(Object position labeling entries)
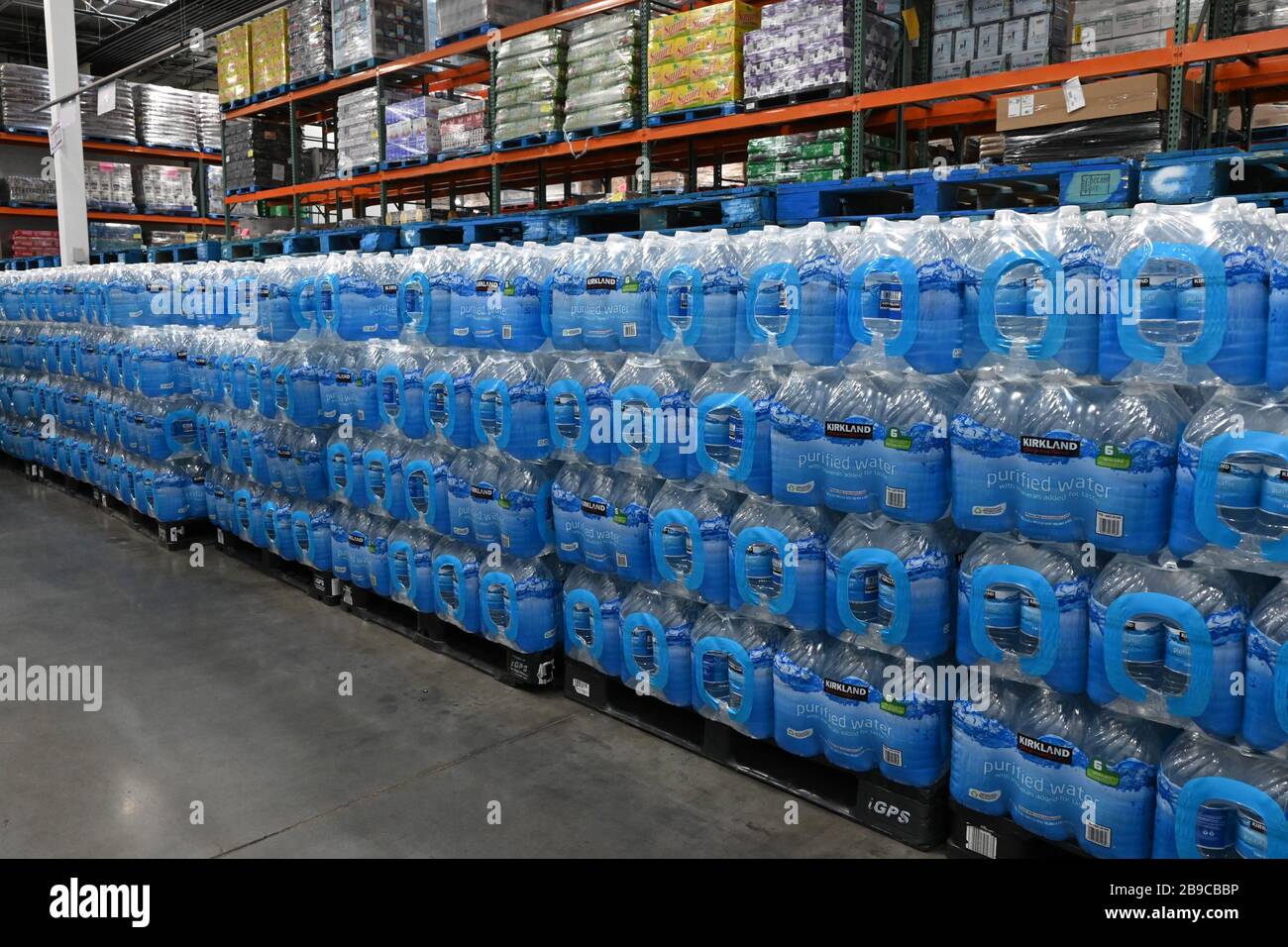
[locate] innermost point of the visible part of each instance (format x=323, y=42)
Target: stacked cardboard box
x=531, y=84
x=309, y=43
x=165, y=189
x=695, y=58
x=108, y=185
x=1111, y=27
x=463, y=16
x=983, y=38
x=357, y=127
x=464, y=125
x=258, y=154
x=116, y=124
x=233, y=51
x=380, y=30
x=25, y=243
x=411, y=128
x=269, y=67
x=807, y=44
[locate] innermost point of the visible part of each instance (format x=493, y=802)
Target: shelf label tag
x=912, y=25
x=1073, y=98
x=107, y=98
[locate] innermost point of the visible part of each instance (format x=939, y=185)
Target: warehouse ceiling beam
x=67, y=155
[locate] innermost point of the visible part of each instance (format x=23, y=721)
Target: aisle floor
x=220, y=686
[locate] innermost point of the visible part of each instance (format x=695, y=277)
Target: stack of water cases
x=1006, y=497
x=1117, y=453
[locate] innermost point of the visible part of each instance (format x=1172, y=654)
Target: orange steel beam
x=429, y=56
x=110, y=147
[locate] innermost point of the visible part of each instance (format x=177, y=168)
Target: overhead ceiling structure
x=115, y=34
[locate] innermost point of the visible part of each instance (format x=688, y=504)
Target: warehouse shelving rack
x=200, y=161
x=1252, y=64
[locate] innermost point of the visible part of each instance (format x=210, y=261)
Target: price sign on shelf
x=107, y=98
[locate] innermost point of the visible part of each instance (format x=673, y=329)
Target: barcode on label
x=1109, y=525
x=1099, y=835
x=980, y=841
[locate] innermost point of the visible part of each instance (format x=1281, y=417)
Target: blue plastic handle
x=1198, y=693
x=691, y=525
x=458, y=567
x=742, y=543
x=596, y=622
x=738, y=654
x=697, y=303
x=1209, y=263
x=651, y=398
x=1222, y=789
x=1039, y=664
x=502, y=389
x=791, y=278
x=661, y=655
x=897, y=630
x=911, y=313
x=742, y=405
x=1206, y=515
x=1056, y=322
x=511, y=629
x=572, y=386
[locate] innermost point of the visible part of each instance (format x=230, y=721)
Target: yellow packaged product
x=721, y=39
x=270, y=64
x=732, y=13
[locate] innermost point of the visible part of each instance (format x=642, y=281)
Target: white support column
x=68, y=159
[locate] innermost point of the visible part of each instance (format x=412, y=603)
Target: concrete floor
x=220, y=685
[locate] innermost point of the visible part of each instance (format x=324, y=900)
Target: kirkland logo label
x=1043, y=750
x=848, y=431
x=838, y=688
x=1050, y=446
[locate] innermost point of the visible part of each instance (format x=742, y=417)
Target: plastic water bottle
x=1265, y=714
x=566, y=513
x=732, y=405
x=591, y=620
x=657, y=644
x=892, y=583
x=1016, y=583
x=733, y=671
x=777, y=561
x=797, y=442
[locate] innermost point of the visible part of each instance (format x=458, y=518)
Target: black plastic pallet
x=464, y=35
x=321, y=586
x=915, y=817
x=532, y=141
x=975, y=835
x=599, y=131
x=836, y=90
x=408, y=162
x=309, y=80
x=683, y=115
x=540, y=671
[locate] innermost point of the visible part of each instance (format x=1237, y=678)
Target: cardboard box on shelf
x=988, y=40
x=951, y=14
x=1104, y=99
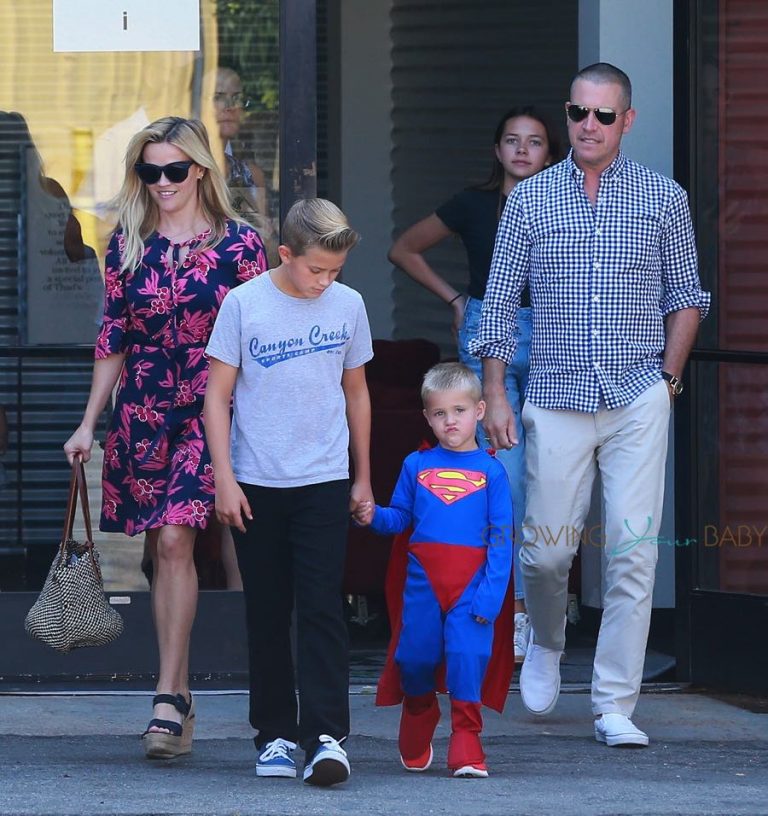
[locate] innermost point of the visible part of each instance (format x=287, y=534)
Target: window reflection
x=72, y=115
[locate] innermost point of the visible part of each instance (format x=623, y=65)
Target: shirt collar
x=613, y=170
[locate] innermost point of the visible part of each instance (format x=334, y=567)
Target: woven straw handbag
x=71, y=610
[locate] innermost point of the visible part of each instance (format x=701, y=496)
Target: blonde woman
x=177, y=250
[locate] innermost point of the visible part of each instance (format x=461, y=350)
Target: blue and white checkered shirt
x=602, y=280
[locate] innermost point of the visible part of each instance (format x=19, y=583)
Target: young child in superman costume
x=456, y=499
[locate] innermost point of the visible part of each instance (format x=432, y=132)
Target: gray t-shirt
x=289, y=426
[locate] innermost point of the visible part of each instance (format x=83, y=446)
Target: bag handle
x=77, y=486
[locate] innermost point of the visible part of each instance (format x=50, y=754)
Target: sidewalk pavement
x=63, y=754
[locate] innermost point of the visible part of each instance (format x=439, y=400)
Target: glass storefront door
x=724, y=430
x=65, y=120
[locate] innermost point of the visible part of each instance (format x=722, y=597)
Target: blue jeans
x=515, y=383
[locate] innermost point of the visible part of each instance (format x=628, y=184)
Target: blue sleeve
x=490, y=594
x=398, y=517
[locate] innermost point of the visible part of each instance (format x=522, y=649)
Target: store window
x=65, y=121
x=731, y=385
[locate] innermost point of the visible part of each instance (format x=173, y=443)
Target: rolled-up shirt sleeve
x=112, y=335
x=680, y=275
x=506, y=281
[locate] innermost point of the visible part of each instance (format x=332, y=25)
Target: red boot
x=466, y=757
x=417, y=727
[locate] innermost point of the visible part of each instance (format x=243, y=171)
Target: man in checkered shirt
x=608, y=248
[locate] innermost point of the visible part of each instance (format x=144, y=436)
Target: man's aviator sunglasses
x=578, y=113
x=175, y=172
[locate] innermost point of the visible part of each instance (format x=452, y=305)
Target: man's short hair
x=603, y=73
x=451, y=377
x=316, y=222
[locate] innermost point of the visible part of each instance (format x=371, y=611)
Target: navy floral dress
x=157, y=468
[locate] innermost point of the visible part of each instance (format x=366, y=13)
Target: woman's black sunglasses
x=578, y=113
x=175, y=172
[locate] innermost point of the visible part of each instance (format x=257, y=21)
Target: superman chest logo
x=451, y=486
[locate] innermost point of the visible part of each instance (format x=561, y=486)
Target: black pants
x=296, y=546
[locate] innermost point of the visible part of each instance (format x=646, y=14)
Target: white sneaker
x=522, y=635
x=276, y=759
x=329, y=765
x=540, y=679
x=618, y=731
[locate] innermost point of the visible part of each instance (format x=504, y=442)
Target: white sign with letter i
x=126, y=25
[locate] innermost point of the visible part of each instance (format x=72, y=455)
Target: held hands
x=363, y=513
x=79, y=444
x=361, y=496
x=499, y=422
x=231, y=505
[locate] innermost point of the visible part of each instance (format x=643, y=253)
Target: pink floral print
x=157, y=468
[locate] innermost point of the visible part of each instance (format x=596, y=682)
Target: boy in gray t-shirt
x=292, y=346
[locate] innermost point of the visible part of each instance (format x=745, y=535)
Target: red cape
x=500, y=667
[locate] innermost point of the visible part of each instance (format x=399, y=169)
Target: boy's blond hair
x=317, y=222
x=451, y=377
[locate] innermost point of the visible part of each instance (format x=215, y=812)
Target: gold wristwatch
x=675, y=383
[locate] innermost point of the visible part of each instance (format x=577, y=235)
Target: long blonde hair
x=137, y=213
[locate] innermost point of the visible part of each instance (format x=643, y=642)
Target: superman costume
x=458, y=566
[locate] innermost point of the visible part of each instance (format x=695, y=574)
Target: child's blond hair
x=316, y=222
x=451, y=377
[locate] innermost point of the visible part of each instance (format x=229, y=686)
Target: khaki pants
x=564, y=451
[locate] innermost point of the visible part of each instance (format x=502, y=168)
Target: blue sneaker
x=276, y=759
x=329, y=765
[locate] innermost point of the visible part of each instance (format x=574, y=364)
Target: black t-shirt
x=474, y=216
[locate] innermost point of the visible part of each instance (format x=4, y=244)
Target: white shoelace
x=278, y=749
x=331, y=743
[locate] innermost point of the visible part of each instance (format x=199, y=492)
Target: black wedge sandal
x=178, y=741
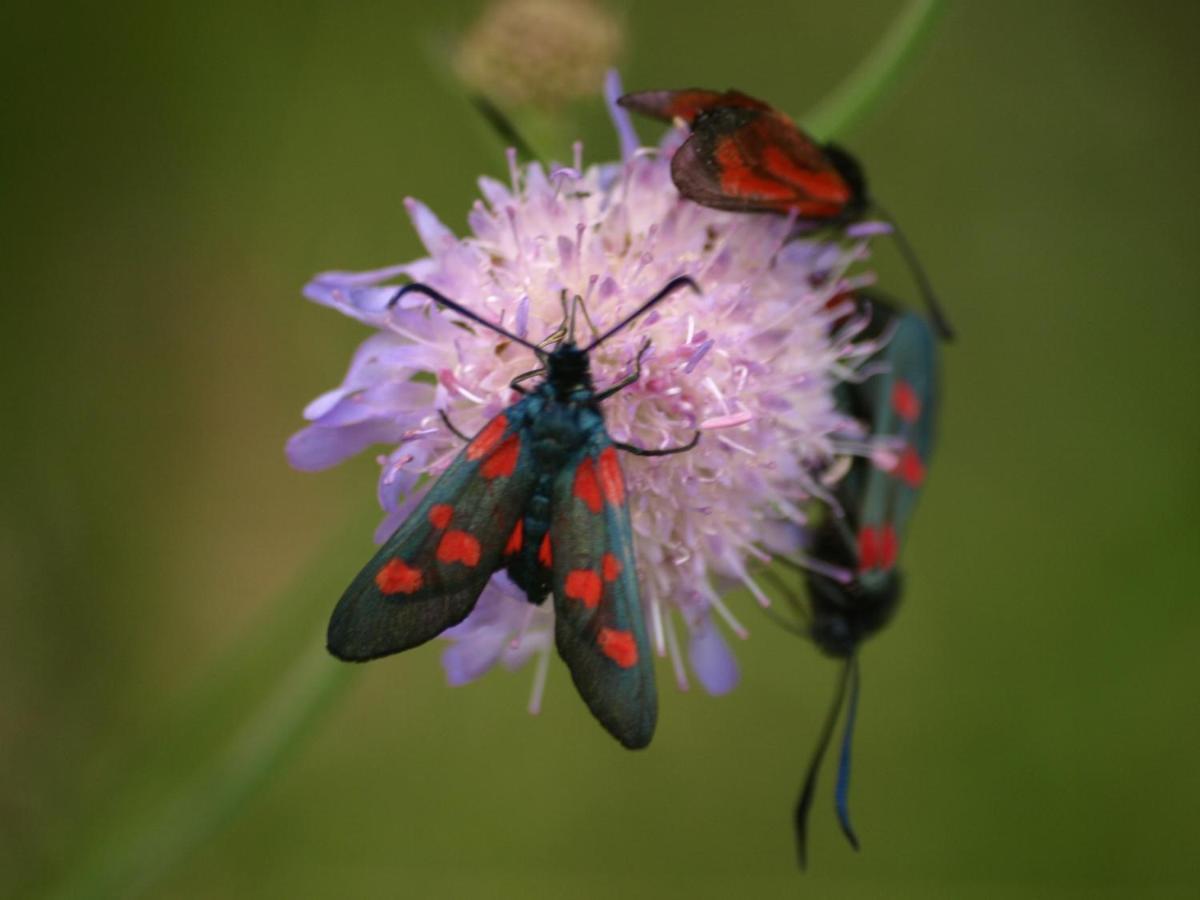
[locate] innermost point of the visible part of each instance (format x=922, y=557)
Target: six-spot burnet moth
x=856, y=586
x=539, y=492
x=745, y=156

* _REQUEST_:
Could you rewrite all the entries above with "innermost point" replaced by "central point" and nothing else changed, leaving out the picture lines?

* _TASK SOLUTION_:
[locate] central point of the visible part of each instance (format x=323, y=42)
Target: stacked cardboard box
x=531, y=84
x=309, y=43
x=165, y=189
x=695, y=58
x=108, y=185
x=1111, y=27
x=463, y=16
x=983, y=38
x=357, y=127
x=464, y=125
x=258, y=154
x=116, y=124
x=233, y=51
x=380, y=30
x=25, y=243
x=411, y=128
x=269, y=67
x=807, y=44
[locate] central point of the visible part of each instance (format x=493, y=802)
Target: shelf label tag
x=912, y=25
x=1073, y=98
x=107, y=98
[locate] central point of the visible part of each instance (format x=939, y=185)
Target: warehouse ceiling beam
x=67, y=155
[locate] central point of the visible part of each instance (format x=23, y=721)
Target: aisle floor
x=220, y=686
[locate] central point of the visible part of each instance (format x=695, y=277)
Target: stack of water cases
x=1006, y=497
x=1117, y=453
[locate] central point of the visible part of each instance (format x=1172, y=654)
Target: orange steel beam
x=429, y=56
x=110, y=147
[locate] central point of the visible part of each instance (format x=177, y=168)
Target: overhead ceiling structure
x=115, y=34
[locate] central point of the visible part of each instance (format x=688, y=504)
Target: warehouse shelving rack
x=200, y=161
x=1252, y=64
[locate] central point of the visible part of each instance (format x=210, y=261)
Target: price sign on shelf
x=107, y=98
[locate] central point of the visible part of each instance (format x=673, y=329)
Target: barcode on label
x=1109, y=525
x=1099, y=835
x=980, y=841
[locate] central point of the visible part of each instance (format x=1281, y=417)
Target: blue plastic handle
x=1198, y=693
x=691, y=525
x=458, y=567
x=742, y=543
x=596, y=622
x=738, y=654
x=697, y=303
x=1209, y=263
x=651, y=398
x=1222, y=789
x=1039, y=664
x=502, y=389
x=791, y=278
x=661, y=655
x=897, y=630
x=911, y=313
x=742, y=405
x=1206, y=515
x=1056, y=322
x=511, y=629
x=572, y=386
[locate] central point of the visible part of each instance (format x=230, y=721)
Target: yellow packaged product
x=721, y=39
x=270, y=64
x=732, y=13
[locate] central point of the visible part of each instance (format x=642, y=281)
Target: white support column
x=68, y=159
[locate] central point of the visible part of each instance (format x=412, y=603)
Target: concrete floor
x=220, y=685
[locate] central point of the visible part of each instance (format x=324, y=900)
Target: kirkland logo label
x=1043, y=750
x=848, y=431
x=838, y=688
x=1050, y=446
[locate] central point of the visible part of each instance (format x=742, y=417)
Target: plastic water bottle
x=1265, y=714
x=566, y=513
x=732, y=405
x=591, y=620
x=657, y=644
x=892, y=583
x=1016, y=583
x=733, y=671
x=777, y=561
x=797, y=442
[locate] central point of the visible part of each instance (format x=458, y=518)
Target: black plastic pallet
x=464, y=35
x=321, y=586
x=915, y=817
x=532, y=141
x=975, y=835
x=599, y=131
x=836, y=90
x=408, y=162
x=309, y=80
x=683, y=115
x=540, y=671
[locate] central point of the visible part of each instance (format x=1237, y=678)
Target: cardboard box on shelf
x=988, y=40
x=951, y=14
x=1104, y=99
[locate] central point of the visible part of each instance (format x=287, y=534)
Target: window reflection
x=72, y=115
[locate] central point of the visible part of each instance (format x=623, y=65)
Target: shirt collar
x=613, y=170
[locate] central point of the visible part of each instance (format x=334, y=567)
Target: woven straw handbag
x=71, y=610
[locate] central point of the visible part of each instance (format x=701, y=496)
Target: blonde woman
x=177, y=250
[locate] central point of the visible part of each instance (format x=461, y=350)
Target: blue and white checkered shirt
x=602, y=280
[locate] central point of the visible part of each instance (format x=19, y=583)
Target: young child in superman costume
x=456, y=499
[locate] central point of the visible part of each instance (format x=432, y=132)
Target: gray t-shirt
x=289, y=426
[locate] central point of the visible part of each instance (format x=83, y=446)
Target: bag handle
x=77, y=486
[locate] central point of the visible part of each instance (format x=50, y=754)
Target: sidewalk pavement
x=63, y=754
[locate] central point of the visible part of each instance (format x=439, y=400)
Target: glass storefront door
x=724, y=430
x=65, y=120
[locate] central point of the visible part of each instance (format x=722, y=597)
Target: blue jeans
x=515, y=383
[locate] central point of the visible part of each instance (format x=628, y=184)
Target: blue sleeve
x=490, y=594
x=398, y=517
[locate] central point of the visible part of each instance (format x=522, y=649)
Target: store window
x=65, y=121
x=731, y=385
[locate] central point of the visible part of each instance (format x=173, y=443)
Target: rolled-up shirt sleeve
x=112, y=335
x=680, y=275
x=506, y=281
[locate] central point of the visible part of each instance (format x=332, y=25)
Target: red boot
x=466, y=757
x=417, y=727
[locate] central point of the visible part of each instance (format x=243, y=171)
Target: man in checkered shirt
x=608, y=248
[locate] central point of the visible part of each instance (format x=144, y=436)
Target: man's aviator sunglasses
x=578, y=113
x=175, y=172
[locate] central point of the visible part of each instance (format x=452, y=305)
Target: man's short hair
x=603, y=73
x=451, y=377
x=316, y=222
[locate] central point of the visible part of each instance (format x=371, y=611)
Target: navy floral dress
x=157, y=468
[locate] central point of the visible part of each instance (format x=366, y=13)
Target: woman's black sunglasses
x=578, y=113
x=175, y=172
[locate] central point of the visible part of each instance (format x=257, y=21)
Target: superman chest logo
x=451, y=486
[locate] central point of the visible part of each instance (format x=561, y=486)
Target: black pants
x=296, y=546
[locate] central point of the visible part of each instance (format x=646, y=14)
Target: white sneaker
x=522, y=635
x=276, y=759
x=329, y=765
x=540, y=679
x=618, y=731
[locate] central point of the visible part of each instance (format x=504, y=442)
Target: white sign with letter i
x=126, y=25
[locate] central point of the visible part of each instance (format x=72, y=455)
Target: held hands
x=363, y=513
x=79, y=444
x=361, y=496
x=499, y=422
x=231, y=505
[locate] central point of the visible part of each instance (format x=643, y=253)
Target: pink floral print
x=157, y=468
[locate] central point of the visible part of each instance (format x=596, y=682)
Target: boy in gray t-shirt
x=292, y=346
[locate] central point of the visible part of each instance (format x=745, y=535)
Target: red cape
x=500, y=667
[locate] central point of the visible part of each instance (format x=399, y=169)
Target: boy's blond hair
x=317, y=222
x=451, y=377
[locate] central point of the visible part of each instance (format x=215, y=812)
Target: gold wristwatch
x=675, y=383
[locate] central point of the visible part of each instance (format x=577, y=235)
Target: long blonde hair
x=137, y=213
[locate] central point of the visible part of each instance (format x=643, y=642)
Target: superman costume
x=458, y=566
[locate] central point of the visible part of each instance (format x=695, y=574)
Target: child's blond hair
x=316, y=222
x=451, y=377
[locate] central point of the visible part of each instance (format x=229, y=686)
Target: khaki pants
x=564, y=451
[locate] central point of the visible part of each instance (format x=502, y=168)
Target: blue sneaker
x=276, y=759
x=329, y=765
[locate] central point of the visible part of each instance (format x=574, y=364)
Target: black t-shirt
x=474, y=216
[locate] central point of the visible part of each instance (format x=4, y=244)
Target: white shoelace
x=278, y=749
x=331, y=743
[locate] central point of the visible part of each instance (format x=199, y=492)
Target: black wedge sandal
x=178, y=741
[locate] central point of the visible part of each instance (format x=922, y=557)
Target: six-spot burnet moth
x=856, y=586
x=539, y=492
x=745, y=156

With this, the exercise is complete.